**Exercise requirements**
Nothing but the lines from the one with "For quality assurance, re-label every golden sun" to the final line should be returned, each exactly as it appears.

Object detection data
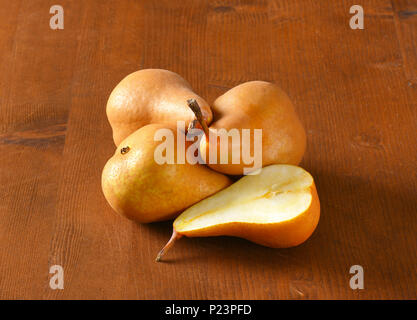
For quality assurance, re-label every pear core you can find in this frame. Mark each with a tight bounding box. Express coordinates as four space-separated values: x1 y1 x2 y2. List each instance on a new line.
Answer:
174 165 314 232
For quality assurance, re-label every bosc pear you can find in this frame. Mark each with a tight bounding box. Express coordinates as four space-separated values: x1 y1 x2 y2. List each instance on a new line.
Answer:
188 81 306 175
106 69 212 146
156 165 320 261
102 124 232 223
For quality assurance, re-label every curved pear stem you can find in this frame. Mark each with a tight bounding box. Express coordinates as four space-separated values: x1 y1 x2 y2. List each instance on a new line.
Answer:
187 99 209 139
155 229 182 262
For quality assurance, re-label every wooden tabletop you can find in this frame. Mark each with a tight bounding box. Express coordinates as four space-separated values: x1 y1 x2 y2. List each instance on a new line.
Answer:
0 0 417 299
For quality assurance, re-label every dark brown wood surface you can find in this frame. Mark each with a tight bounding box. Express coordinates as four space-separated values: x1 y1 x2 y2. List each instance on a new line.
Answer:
0 0 417 299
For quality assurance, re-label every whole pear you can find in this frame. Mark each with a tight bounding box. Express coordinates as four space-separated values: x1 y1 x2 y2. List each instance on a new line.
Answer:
106 69 212 146
102 124 232 223
192 81 306 175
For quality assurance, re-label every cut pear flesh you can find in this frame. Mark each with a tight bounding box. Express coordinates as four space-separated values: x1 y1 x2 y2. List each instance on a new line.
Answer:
156 165 320 261
174 165 313 232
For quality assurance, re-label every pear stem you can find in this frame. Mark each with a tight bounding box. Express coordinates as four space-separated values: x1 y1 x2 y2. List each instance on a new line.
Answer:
155 229 182 262
187 99 209 139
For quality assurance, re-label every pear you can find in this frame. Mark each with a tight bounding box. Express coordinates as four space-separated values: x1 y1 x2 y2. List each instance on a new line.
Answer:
156 165 320 261
188 81 306 175
102 124 232 223
106 69 212 146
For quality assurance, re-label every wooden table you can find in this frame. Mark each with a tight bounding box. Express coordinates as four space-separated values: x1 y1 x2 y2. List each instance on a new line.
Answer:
0 0 417 299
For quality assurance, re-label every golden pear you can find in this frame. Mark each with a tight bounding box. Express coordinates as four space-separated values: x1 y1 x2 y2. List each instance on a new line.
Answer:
102 124 231 223
106 69 212 146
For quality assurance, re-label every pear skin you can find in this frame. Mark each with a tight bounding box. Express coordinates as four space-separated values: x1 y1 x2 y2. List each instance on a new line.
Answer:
193 81 306 175
106 69 212 146
102 124 232 223
157 165 320 261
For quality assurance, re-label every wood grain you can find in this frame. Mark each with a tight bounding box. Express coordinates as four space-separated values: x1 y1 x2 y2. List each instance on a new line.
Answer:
0 0 417 299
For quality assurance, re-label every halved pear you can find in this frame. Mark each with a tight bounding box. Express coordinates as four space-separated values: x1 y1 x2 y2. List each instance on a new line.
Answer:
156 165 320 261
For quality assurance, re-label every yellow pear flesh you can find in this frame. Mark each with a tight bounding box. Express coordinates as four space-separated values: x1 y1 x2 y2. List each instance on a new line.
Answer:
106 69 212 146
102 124 231 223
200 81 306 175
157 165 320 261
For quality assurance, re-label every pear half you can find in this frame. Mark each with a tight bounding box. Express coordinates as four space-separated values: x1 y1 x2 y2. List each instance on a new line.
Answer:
156 165 320 261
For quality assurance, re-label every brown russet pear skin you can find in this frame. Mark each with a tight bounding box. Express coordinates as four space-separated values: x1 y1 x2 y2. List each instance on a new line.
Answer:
106 69 212 146
156 165 320 261
102 124 232 223
189 81 306 175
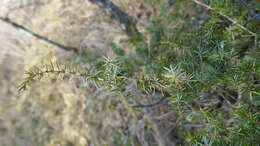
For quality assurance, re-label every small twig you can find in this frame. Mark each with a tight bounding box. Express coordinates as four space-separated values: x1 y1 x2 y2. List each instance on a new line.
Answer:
192 0 258 47
133 97 167 108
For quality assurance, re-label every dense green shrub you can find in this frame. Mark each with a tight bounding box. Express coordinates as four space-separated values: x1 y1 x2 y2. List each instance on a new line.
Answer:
20 0 260 145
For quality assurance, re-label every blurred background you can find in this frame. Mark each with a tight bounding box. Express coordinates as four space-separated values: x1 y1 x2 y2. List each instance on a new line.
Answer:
0 0 176 146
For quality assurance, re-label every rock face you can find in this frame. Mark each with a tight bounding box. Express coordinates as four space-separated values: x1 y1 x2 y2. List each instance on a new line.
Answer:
0 0 144 146
0 0 170 146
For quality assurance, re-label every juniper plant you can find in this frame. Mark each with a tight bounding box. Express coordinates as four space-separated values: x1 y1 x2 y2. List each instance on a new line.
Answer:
19 0 260 145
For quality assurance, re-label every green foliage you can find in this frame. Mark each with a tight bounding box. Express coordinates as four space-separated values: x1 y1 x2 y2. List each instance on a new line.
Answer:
19 0 260 145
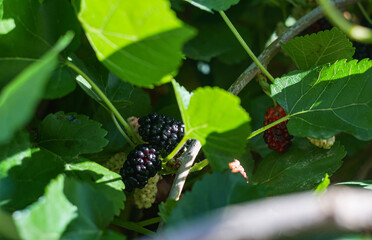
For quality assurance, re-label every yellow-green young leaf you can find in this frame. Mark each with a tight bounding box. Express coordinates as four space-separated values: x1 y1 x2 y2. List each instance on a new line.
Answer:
185 0 239 12
0 150 65 212
251 139 346 195
0 131 32 178
315 173 331 193
75 0 194 88
281 28 355 70
181 87 250 170
271 59 372 140
13 175 77 240
0 33 73 144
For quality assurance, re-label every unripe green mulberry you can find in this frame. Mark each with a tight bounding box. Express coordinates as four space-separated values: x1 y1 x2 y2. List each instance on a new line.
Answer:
133 174 161 209
307 136 336 149
103 152 126 173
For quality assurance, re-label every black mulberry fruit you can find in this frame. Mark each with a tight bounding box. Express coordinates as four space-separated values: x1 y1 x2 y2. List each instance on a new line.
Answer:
138 113 185 153
264 105 293 152
120 144 161 191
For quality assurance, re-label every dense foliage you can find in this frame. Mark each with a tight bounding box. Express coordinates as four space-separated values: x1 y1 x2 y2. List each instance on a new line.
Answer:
0 0 372 239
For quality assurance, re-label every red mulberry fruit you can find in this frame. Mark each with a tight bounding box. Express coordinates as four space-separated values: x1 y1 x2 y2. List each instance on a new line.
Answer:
264 105 293 152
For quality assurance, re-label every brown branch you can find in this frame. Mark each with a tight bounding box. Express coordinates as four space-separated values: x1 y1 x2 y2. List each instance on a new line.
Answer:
228 0 362 95
155 187 372 240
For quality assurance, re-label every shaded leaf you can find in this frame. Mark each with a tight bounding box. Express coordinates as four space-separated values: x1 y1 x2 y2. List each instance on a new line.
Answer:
158 198 177 223
0 33 73 143
61 178 115 240
180 87 250 170
38 112 108 156
13 175 77 240
185 0 239 12
0 151 64 212
0 0 80 98
281 28 355 70
0 18 15 35
75 0 198 88
271 59 372 140
252 139 346 195
66 158 125 215
44 65 76 99
315 173 331 193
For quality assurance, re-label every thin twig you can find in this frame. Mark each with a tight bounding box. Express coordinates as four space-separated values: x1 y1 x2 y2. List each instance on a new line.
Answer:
168 140 201 200
228 0 362 95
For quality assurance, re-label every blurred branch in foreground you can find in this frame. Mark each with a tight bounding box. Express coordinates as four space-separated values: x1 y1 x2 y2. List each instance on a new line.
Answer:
151 187 372 240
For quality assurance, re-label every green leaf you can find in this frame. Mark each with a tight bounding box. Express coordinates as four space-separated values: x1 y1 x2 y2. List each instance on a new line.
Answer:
315 173 331 193
0 33 73 144
167 171 263 225
0 131 32 178
251 139 346 195
0 18 15 35
185 0 239 12
61 178 115 240
0 151 64 212
0 0 80 95
75 0 194 88
281 28 355 70
0 207 20 239
180 87 250 170
172 80 193 123
13 175 77 240
336 180 372 190
184 21 253 63
190 159 209 173
44 65 76 99
66 158 125 215
158 198 177 223
38 112 108 156
271 59 372 140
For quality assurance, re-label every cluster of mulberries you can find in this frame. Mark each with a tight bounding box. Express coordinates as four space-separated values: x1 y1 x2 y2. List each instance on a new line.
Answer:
120 144 161 191
264 105 293 152
138 113 185 153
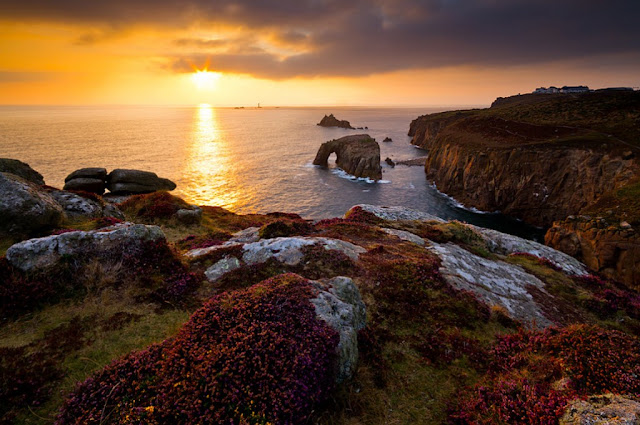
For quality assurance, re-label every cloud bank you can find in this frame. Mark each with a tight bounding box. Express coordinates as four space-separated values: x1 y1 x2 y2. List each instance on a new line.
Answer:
2 0 640 79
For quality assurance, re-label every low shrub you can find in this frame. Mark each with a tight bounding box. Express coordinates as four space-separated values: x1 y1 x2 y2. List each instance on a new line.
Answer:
450 325 640 424
56 274 339 425
119 192 191 223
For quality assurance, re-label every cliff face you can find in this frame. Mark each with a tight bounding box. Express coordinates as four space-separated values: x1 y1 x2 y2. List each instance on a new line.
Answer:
425 134 634 226
409 103 638 226
545 216 640 288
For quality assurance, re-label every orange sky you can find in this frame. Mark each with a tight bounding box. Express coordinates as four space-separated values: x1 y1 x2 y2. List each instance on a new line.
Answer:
0 1 640 106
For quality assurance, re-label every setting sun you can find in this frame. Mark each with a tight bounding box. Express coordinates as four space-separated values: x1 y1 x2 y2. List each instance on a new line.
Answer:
191 69 220 90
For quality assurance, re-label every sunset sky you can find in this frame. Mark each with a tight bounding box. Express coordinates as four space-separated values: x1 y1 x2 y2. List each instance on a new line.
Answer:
0 0 640 106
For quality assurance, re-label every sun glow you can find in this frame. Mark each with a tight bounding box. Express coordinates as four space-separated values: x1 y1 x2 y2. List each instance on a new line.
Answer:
191 68 221 90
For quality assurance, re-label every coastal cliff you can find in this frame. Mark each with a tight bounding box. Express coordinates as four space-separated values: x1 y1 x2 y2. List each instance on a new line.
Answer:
409 93 640 226
409 92 640 284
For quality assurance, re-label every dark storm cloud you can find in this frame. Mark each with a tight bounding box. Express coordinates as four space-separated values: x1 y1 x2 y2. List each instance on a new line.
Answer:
3 0 640 78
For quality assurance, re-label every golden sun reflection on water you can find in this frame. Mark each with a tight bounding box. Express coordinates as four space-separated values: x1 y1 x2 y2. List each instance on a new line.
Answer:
184 103 238 209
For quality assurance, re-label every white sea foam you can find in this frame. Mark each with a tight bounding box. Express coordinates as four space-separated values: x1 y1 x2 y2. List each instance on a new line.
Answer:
331 168 391 184
431 183 500 214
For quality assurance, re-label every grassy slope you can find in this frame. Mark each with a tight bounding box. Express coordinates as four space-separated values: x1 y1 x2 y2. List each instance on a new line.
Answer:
0 197 640 424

**Solution to this exercise**
For quality assurance, re-label every golden sun reflection on water you can find in this frame. Mark each with a tight bounding box. Express coordinates as four space-separated values: x1 y1 x2 y2. List each instance on a new line.
Answer:
184 103 238 209
For quality assurance, re-label every white sea foam you can find in this frame. Mark each with a tight bounding box. Express coordinates as four space-separated values: x1 y1 x2 y2. List each instance on a new line.
Answer:
331 168 391 184
431 183 500 214
For quality assurance, re-label every grassy slope you can find in this frame. Mark each with a tight bounding box. Express coordinates as four space-separated values: x1 y1 x2 y2. List each instance on a new line.
Answer:
0 197 640 424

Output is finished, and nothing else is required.